Goal of the exercise:
Report each line of the entries that contains the word "brick", copied in full.

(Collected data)
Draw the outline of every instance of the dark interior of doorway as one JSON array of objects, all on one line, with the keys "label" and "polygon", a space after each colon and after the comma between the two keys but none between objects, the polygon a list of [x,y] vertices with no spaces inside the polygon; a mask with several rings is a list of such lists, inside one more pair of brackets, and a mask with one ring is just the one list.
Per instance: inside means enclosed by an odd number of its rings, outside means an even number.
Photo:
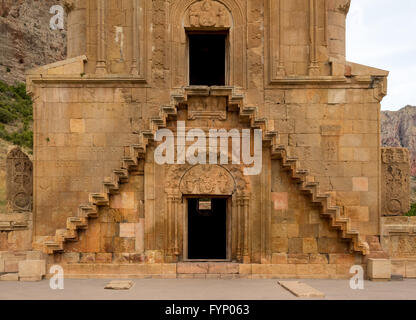
[{"label": "dark interior of doorway", "polygon": [[226,34],[188,34],[189,84],[224,86]]},{"label": "dark interior of doorway", "polygon": [[227,258],[227,199],[210,200],[211,210],[199,210],[199,199],[188,199],[188,259]]}]

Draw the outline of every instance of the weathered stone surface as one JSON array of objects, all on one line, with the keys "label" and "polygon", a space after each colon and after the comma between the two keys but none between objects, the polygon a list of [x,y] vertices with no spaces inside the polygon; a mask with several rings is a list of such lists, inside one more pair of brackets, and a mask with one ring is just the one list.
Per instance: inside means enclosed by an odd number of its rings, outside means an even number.
[{"label": "weathered stone surface", "polygon": [[134,223],[120,223],[120,237],[134,238],[135,224]]},{"label": "weathered stone surface", "polygon": [[391,261],[389,259],[368,259],[367,275],[371,280],[390,280]]},{"label": "weathered stone surface", "polygon": [[95,253],[81,253],[80,263],[94,263]]},{"label": "weathered stone surface", "polygon": [[0,275],[0,281],[19,281],[19,274],[6,273],[3,275]]},{"label": "weathered stone surface", "polygon": [[238,263],[209,263],[208,273],[236,274],[239,272]]},{"label": "weathered stone surface", "polygon": [[391,275],[399,275],[406,277],[406,261],[405,260],[391,260]]},{"label": "weathered stone surface", "polygon": [[[348,275],[369,253],[363,239],[379,232],[387,72],[345,61],[347,8],[292,2],[77,1],[69,59],[28,76],[37,97],[35,247],[63,249],[69,274],[82,277]],[[225,85],[188,86],[184,27],[229,33]],[[188,133],[244,135],[222,152],[208,148],[205,160],[228,164],[182,164],[180,152],[178,163],[160,164],[162,127],[194,160]],[[258,129],[262,145],[250,151],[262,169],[248,175],[244,150],[231,145]],[[240,265],[180,261],[191,251],[188,197],[226,199],[224,249]],[[216,232],[206,229],[209,241]]]},{"label": "weathered stone surface", "polygon": [[397,216],[410,209],[410,162],[405,148],[382,148],[382,214]]},{"label": "weathered stone surface", "polygon": [[134,282],[133,281],[120,281],[120,280],[115,280],[115,281],[111,281],[108,284],[106,284],[106,286],[104,287],[104,289],[111,289],[111,290],[129,290],[131,289],[131,287],[133,287]]},{"label": "weathered stone surface", "polygon": [[406,261],[406,278],[416,278],[416,261],[413,259]]},{"label": "weathered stone surface", "polygon": [[33,166],[29,157],[14,148],[7,154],[7,206],[10,211],[31,211]]},{"label": "weathered stone surface", "polygon": [[293,293],[299,298],[325,298],[325,294],[306,283],[299,281],[279,281],[283,288]]},{"label": "weathered stone surface", "polygon": [[287,263],[287,254],[286,253],[273,253],[272,263],[273,264]]},{"label": "weathered stone surface", "polygon": [[40,281],[46,275],[45,260],[24,260],[19,262],[20,281]]},{"label": "weathered stone surface", "polygon": [[416,217],[382,217],[381,228],[381,245],[390,257],[416,256]]},{"label": "weathered stone surface", "polygon": [[113,260],[113,255],[111,253],[96,253],[95,262],[96,263],[111,263]]},{"label": "weathered stone surface", "polygon": [[208,264],[206,263],[178,263],[178,273],[208,273]]},{"label": "weathered stone surface", "polygon": [[78,263],[80,254],[78,252],[65,252],[62,255],[62,260],[65,263]]},{"label": "weathered stone surface", "polygon": [[26,252],[27,260],[44,260],[45,255],[42,251],[28,251]]},{"label": "weathered stone surface", "polygon": [[4,272],[15,273],[19,271],[19,261],[24,258],[11,257],[4,261]]},{"label": "weathered stone surface", "polygon": [[43,278],[43,276],[40,276],[40,275],[24,276],[24,277],[19,276],[19,281],[22,281],[22,282],[38,282],[38,281],[41,281],[42,278]]}]

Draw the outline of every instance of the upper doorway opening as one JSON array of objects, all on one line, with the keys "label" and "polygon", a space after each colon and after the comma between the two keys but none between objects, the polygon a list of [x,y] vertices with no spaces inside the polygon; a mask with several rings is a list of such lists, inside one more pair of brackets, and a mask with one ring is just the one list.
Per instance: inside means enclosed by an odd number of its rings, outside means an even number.
[{"label": "upper doorway opening", "polygon": [[189,84],[225,86],[227,34],[189,33]]}]

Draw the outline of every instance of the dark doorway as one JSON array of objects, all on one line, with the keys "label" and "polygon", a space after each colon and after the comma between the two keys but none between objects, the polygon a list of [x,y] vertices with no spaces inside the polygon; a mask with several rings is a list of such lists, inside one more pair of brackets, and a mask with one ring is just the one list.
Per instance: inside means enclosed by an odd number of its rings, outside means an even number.
[{"label": "dark doorway", "polygon": [[188,259],[227,258],[227,199],[188,199]]},{"label": "dark doorway", "polygon": [[189,34],[189,84],[225,85],[226,34]]}]

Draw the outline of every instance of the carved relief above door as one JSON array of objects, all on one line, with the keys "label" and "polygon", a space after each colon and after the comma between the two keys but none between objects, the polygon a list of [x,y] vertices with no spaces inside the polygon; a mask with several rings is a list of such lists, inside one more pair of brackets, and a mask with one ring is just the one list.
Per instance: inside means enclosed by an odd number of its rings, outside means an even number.
[{"label": "carved relief above door", "polygon": [[[238,165],[169,165],[166,168],[166,260],[184,254],[180,239],[186,228],[184,198],[221,197],[230,201],[230,254],[235,261],[250,261],[250,183]],[[182,218],[181,218],[182,217]],[[176,256],[176,258],[175,258]]]},{"label": "carved relief above door", "polygon": [[171,1],[170,66],[172,87],[188,85],[187,32],[228,32],[227,81],[238,88],[247,85],[246,72],[246,3],[236,0]]},{"label": "carved relief above door", "polygon": [[229,28],[230,14],[218,1],[203,0],[190,6],[185,19],[185,27]]},{"label": "carved relief above door", "polygon": [[177,195],[248,194],[249,183],[236,165],[170,165],[165,191]]}]

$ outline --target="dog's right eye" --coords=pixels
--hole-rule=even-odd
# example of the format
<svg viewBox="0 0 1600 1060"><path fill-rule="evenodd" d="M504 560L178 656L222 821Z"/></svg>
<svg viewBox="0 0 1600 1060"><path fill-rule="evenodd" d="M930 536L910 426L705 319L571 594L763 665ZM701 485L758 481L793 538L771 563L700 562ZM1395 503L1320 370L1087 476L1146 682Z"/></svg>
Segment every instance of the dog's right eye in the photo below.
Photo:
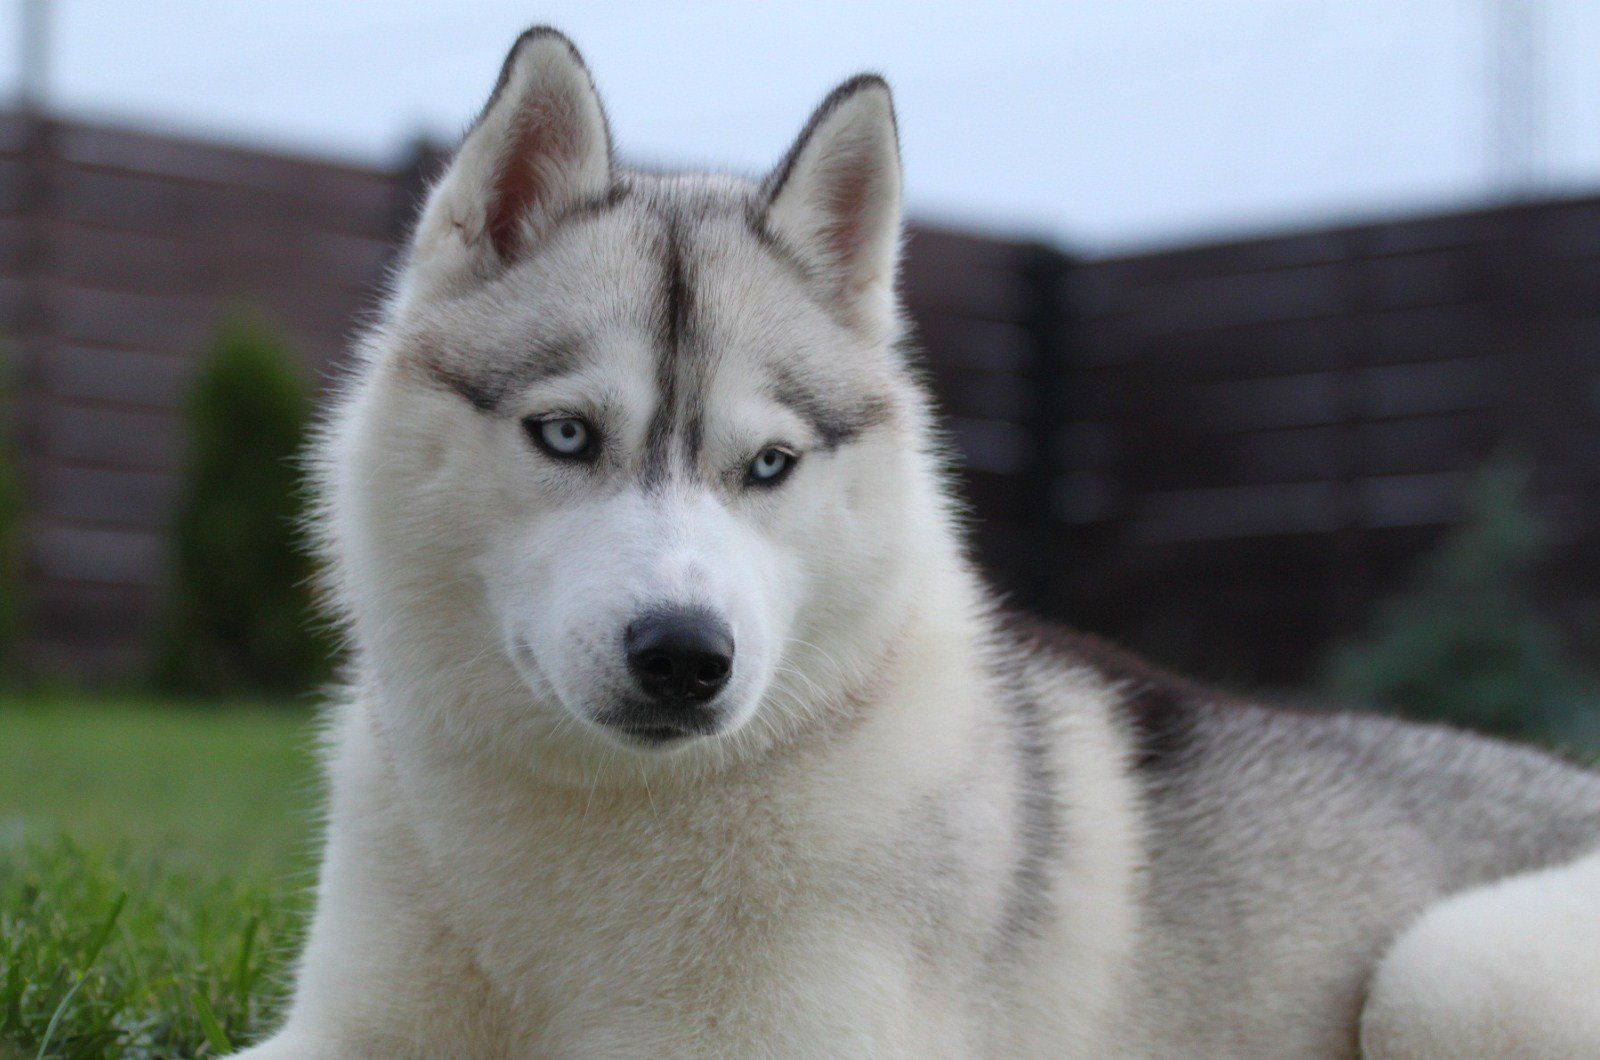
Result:
<svg viewBox="0 0 1600 1060"><path fill-rule="evenodd" d="M588 460L594 456L595 430L580 417L530 416L522 426L535 445L557 460Z"/></svg>

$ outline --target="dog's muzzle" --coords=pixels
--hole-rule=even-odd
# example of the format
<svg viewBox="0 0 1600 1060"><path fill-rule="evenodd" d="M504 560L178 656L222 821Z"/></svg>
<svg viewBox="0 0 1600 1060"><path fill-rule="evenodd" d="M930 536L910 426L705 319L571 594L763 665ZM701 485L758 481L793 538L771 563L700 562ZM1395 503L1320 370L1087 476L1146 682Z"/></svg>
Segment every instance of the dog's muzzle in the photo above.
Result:
<svg viewBox="0 0 1600 1060"><path fill-rule="evenodd" d="M733 675L733 631L702 608L648 612L623 638L641 698L602 719L646 744L717 730L714 702Z"/></svg>

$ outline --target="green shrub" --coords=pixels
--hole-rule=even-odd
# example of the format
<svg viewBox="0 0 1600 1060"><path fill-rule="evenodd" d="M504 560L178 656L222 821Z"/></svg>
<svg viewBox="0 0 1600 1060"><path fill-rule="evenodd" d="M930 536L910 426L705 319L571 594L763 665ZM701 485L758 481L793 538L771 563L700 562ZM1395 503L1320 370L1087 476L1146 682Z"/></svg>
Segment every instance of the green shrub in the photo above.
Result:
<svg viewBox="0 0 1600 1060"><path fill-rule="evenodd" d="M330 637L300 540L310 415L284 346L257 323L225 325L189 402L162 688L293 693L327 675Z"/></svg>
<svg viewBox="0 0 1600 1060"><path fill-rule="evenodd" d="M1480 474L1466 518L1383 608L1372 639L1333 654L1333 693L1505 735L1592 738L1585 681L1528 599L1544 539L1526 479L1509 460Z"/></svg>

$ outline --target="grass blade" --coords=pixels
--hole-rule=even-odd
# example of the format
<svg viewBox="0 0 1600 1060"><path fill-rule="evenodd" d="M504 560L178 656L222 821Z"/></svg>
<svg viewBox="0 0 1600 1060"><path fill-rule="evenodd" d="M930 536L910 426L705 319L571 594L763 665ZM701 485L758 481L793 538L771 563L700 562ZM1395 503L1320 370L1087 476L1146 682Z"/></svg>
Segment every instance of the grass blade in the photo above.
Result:
<svg viewBox="0 0 1600 1060"><path fill-rule="evenodd" d="M106 917L106 922L100 925L100 930L95 933L94 941L89 944L89 956L85 958L83 967L78 970L78 977L89 974L89 969L94 967L94 962L100 959L100 951L105 949L111 932L117 926L117 917L122 915L122 907L128 904L128 892L123 891L117 895L117 900L111 903L111 915Z"/></svg>
<svg viewBox="0 0 1600 1060"><path fill-rule="evenodd" d="M200 991L194 992L194 1010L200 1016L200 1029L205 1032L206 1041L218 1056L225 1056L233 1052L233 1043L228 1040L228 1032L222 1029L222 1022L217 1019L217 1014L211 1010L211 1002Z"/></svg>
<svg viewBox="0 0 1600 1060"><path fill-rule="evenodd" d="M255 982L255 976L250 974L250 951L255 948L256 930L261 926L261 916L256 914L244 926L244 945L239 949L239 964L233 970L233 989L239 995L243 1004L250 1000L250 987Z"/></svg>
<svg viewBox="0 0 1600 1060"><path fill-rule="evenodd" d="M122 915L122 907L128 904L128 892L123 891L117 895L117 900L111 903L111 915L106 917L100 930L95 933L94 941L89 944L89 956L84 959L83 967L78 969L78 981L72 984L72 989L67 991L61 1003L56 1006L55 1012L50 1014L50 1022L45 1025L44 1038L39 1042L39 1052L35 1060L44 1060L50 1050L50 1040L55 1037L56 1028L61 1025L61 1017L65 1016L72 999L89 979L89 969L94 967L94 962L100 958L100 951L105 948L106 940L111 937L111 931L117 926L117 917Z"/></svg>
<svg viewBox="0 0 1600 1060"><path fill-rule="evenodd" d="M18 942L18 948L21 943ZM6 985L0 989L6 1000L5 1019L0 1019L0 1034L11 1034L22 1029L22 962L15 951L6 957Z"/></svg>

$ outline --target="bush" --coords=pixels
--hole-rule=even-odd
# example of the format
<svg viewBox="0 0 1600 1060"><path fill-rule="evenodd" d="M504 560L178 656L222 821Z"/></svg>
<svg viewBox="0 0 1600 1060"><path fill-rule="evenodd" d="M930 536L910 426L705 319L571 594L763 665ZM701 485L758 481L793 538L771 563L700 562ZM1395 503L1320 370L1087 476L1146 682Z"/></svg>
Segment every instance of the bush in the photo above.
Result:
<svg viewBox="0 0 1600 1060"><path fill-rule="evenodd" d="M1335 694L1504 735L1592 738L1584 679L1528 599L1543 534L1526 479L1508 460L1480 474L1465 520L1385 606L1373 638L1333 655Z"/></svg>
<svg viewBox="0 0 1600 1060"><path fill-rule="evenodd" d="M189 402L162 688L293 693L328 674L331 638L314 619L299 537L310 415L283 345L256 323L224 326Z"/></svg>

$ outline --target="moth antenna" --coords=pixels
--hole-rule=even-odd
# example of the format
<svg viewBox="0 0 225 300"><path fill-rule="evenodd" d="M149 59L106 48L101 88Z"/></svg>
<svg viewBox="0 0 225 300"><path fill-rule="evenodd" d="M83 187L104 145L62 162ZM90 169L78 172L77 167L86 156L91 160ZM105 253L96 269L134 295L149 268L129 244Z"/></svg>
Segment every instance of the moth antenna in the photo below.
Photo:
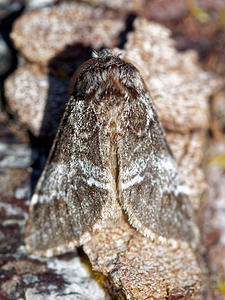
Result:
<svg viewBox="0 0 225 300"><path fill-rule="evenodd" d="M93 58L98 58L98 57L99 57L99 51L93 50L92 53L91 53L91 56L92 56Z"/></svg>

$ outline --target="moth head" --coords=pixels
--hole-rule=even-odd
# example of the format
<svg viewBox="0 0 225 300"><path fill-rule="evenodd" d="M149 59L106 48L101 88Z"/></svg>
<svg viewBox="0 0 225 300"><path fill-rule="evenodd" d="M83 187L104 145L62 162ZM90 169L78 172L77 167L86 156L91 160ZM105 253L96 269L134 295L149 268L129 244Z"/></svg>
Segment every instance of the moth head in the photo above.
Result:
<svg viewBox="0 0 225 300"><path fill-rule="evenodd" d="M139 71L130 62L122 60L119 53L104 49L93 51L92 56L74 73L69 96L81 100L84 95L93 98L96 91L104 91L125 99L135 99L138 94L146 92Z"/></svg>

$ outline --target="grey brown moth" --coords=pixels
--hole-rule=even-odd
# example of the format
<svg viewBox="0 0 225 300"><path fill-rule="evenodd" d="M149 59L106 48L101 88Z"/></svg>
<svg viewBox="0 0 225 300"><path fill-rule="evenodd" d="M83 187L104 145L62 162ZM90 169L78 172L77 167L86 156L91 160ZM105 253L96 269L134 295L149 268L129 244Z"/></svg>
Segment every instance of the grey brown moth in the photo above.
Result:
<svg viewBox="0 0 225 300"><path fill-rule="evenodd" d="M151 240L193 243L192 206L138 70L104 50L72 90L31 200L28 250L63 253L123 216Z"/></svg>

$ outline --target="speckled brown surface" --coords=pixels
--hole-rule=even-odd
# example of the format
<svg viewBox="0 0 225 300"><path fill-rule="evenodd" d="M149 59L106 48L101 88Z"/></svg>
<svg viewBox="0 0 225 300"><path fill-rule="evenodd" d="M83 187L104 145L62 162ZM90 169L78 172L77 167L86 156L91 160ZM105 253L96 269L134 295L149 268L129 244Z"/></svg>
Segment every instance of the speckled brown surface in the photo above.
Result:
<svg viewBox="0 0 225 300"><path fill-rule="evenodd" d="M200 288L200 270L190 248L151 243L125 222L96 234L84 250L121 299L190 299Z"/></svg>

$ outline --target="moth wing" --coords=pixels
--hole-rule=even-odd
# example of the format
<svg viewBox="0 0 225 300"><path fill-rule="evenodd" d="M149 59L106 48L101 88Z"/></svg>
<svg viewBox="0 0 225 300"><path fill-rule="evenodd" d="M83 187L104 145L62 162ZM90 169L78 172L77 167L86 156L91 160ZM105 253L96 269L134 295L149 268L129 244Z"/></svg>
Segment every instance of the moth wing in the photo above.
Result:
<svg viewBox="0 0 225 300"><path fill-rule="evenodd" d="M94 111L71 97L31 200L30 252L52 256L89 238L110 197L98 130Z"/></svg>
<svg viewBox="0 0 225 300"><path fill-rule="evenodd" d="M120 134L119 195L129 222L153 240L193 242L192 206L147 92L124 110Z"/></svg>

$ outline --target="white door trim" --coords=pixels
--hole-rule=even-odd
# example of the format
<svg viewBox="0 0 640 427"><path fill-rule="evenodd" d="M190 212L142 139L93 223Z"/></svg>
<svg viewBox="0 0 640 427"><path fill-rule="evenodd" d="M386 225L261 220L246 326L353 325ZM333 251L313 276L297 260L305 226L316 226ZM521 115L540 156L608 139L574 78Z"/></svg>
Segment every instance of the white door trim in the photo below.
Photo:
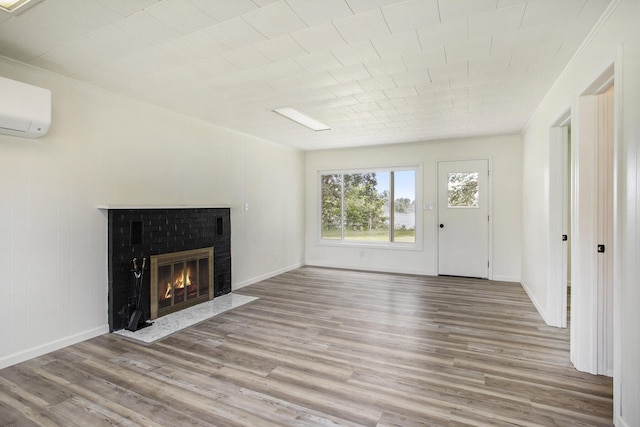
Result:
<svg viewBox="0 0 640 427"><path fill-rule="evenodd" d="M576 100L576 124L573 126L575 144L572 146L572 221L571 221L571 271L573 286L571 293L571 361L575 367L592 374L608 374L602 372L602 333L600 325L605 316L601 301L602 290L598 284L598 253L596 251L598 241L598 99L595 95L602 93L614 82L617 70L614 63L610 63L603 69L593 82L580 93ZM615 82L614 95L614 232L611 250L614 253L619 246L620 234L617 229L618 202L616 199L618 167L618 139L619 139L619 114L620 114L620 88L619 81ZM614 261L614 300L616 289L619 287L617 271L618 260ZM619 292L619 291L618 291ZM614 303L613 312L616 307ZM615 315L614 315L615 316ZM614 318L614 360L615 360L615 325ZM615 370L615 366L614 366Z"/></svg>
<svg viewBox="0 0 640 427"><path fill-rule="evenodd" d="M549 243L548 303L546 322L550 326L567 327L567 246L566 197L568 183L568 126L571 109L565 110L549 129Z"/></svg>

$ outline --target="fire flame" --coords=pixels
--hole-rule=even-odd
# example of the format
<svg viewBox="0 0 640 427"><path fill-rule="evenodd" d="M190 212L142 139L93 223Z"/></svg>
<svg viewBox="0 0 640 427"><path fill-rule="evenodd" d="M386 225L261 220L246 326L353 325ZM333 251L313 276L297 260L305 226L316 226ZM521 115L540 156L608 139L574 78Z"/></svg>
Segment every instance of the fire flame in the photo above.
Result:
<svg viewBox="0 0 640 427"><path fill-rule="evenodd" d="M171 282L167 282L167 289L164 292L163 299L171 298L171 293L174 289L183 289L185 286L191 286L191 269L190 268L187 269L185 276L187 277L187 280L183 280L182 274L178 274L174 279L173 284Z"/></svg>

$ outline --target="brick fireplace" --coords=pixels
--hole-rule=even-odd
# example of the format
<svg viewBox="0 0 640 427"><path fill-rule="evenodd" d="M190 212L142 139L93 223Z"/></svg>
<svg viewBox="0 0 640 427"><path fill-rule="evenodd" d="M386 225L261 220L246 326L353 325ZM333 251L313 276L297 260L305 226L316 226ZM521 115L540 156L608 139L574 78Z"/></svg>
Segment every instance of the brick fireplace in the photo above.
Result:
<svg viewBox="0 0 640 427"><path fill-rule="evenodd" d="M152 305L155 315L163 315L215 296L231 292L231 221L229 208L157 208L157 209L112 209L108 208L109 239L109 328L111 331L127 326L131 315L131 305L135 297L135 277L132 260L138 263L146 258L147 269L142 279L142 306L145 318L151 316ZM201 253L211 250L212 265L206 264ZM169 255L176 254L178 255ZM179 261L180 253L184 261ZM172 280L179 275L186 281L193 278L197 288L167 291L171 305L166 309L167 299L154 292L151 299L152 259L165 259L161 266L171 265ZM193 271L190 270L193 264ZM180 265L184 266L180 270ZM206 267L204 267L206 265ZM206 271L205 271L206 270ZM157 271L154 273L157 275ZM208 291L209 280L211 291ZM205 286L202 282L207 281ZM166 284L164 285L166 287ZM191 289L193 288L193 289ZM207 293L210 292L210 293ZM183 298L181 303L179 298ZM158 314L158 301L161 310ZM174 304L178 302L178 304Z"/></svg>

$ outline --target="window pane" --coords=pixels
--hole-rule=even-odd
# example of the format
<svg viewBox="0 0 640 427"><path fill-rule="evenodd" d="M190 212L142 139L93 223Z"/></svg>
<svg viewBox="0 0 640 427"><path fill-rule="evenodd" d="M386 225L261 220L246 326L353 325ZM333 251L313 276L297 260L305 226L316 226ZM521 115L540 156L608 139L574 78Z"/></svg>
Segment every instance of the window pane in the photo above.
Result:
<svg viewBox="0 0 640 427"><path fill-rule="evenodd" d="M449 173L447 189L450 208L478 207L478 172Z"/></svg>
<svg viewBox="0 0 640 427"><path fill-rule="evenodd" d="M393 173L393 241L416 241L416 172Z"/></svg>
<svg viewBox="0 0 640 427"><path fill-rule="evenodd" d="M389 173L344 174L345 240L389 241Z"/></svg>
<svg viewBox="0 0 640 427"><path fill-rule="evenodd" d="M342 239L342 179L322 175L322 238Z"/></svg>

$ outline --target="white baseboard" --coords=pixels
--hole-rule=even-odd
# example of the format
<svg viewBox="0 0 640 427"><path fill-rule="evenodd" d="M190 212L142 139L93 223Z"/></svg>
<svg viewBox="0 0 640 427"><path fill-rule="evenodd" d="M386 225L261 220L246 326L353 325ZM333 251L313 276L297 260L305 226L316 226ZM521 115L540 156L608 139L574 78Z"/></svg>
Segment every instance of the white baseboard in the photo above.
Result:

Answer to this exercise:
$ outline --target="brick fireplace" --coords=pixels
Segment every instance of the brick fireplace in the photo above.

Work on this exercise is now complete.